◆ **Given instruction**:
Pull out each line of the listing that contains the string "instance". Match uppercase and lowercase exactly.

◆ **Records provided**:
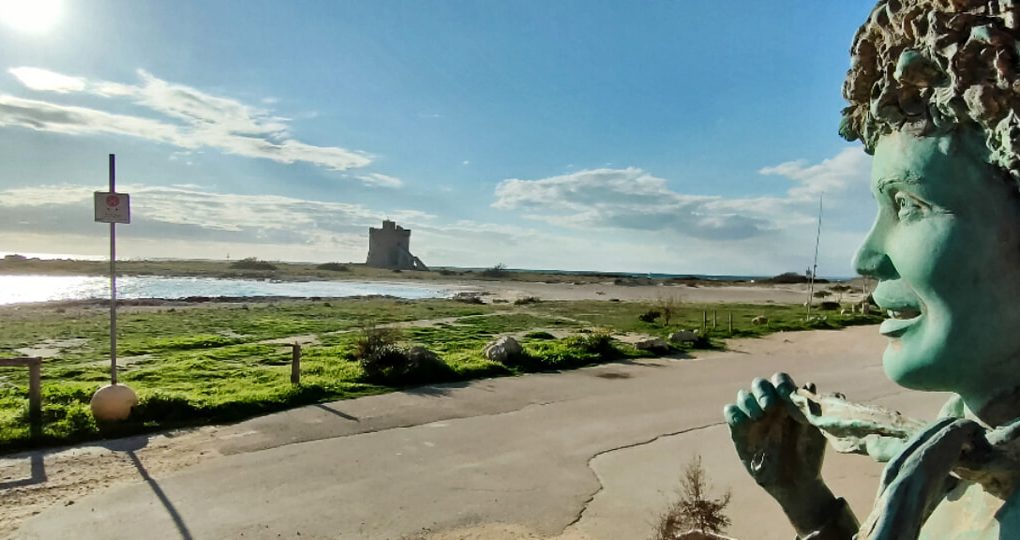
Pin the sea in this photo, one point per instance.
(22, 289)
* * *
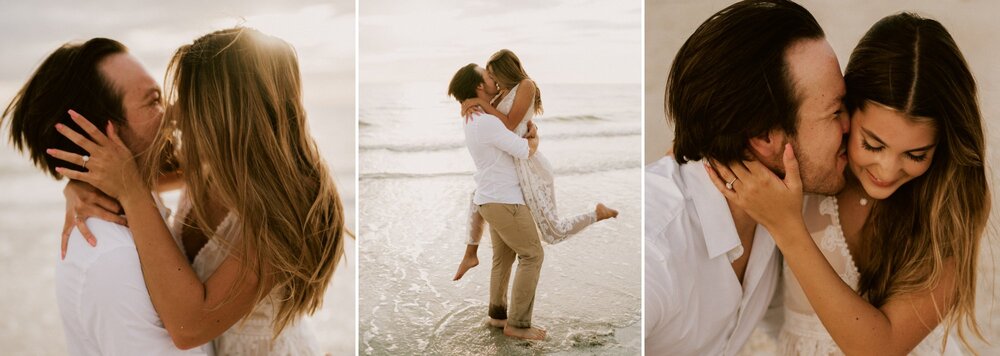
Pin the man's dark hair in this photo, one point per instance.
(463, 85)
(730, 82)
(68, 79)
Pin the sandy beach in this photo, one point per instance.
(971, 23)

◆ **Result for this task**:
Pin the sea in this photo, one point per instance.
Pin the man's dark hair in this photo, one point per instance.
Pin the sandy beach in this photo, one point per instance.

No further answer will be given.